BEGIN Extracted information

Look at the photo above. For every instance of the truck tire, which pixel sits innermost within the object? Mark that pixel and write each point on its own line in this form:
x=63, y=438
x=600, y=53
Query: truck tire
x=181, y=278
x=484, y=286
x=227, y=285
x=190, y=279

END Extracted information

Given exercise: Rewrite all of these lines, requests included, scaling every coordinate in the answers by 1.35 and rounding each result to a whole number, with halves rounded up.

Correct output:
Look at the photo above. For every instance of the truck tire, which pixel sits innermost within the object? Mark that pixel and write each point on its own line in this form:
x=63, y=438
x=600, y=53
Query: truck tire
x=244, y=375
x=653, y=386
x=306, y=385
x=257, y=377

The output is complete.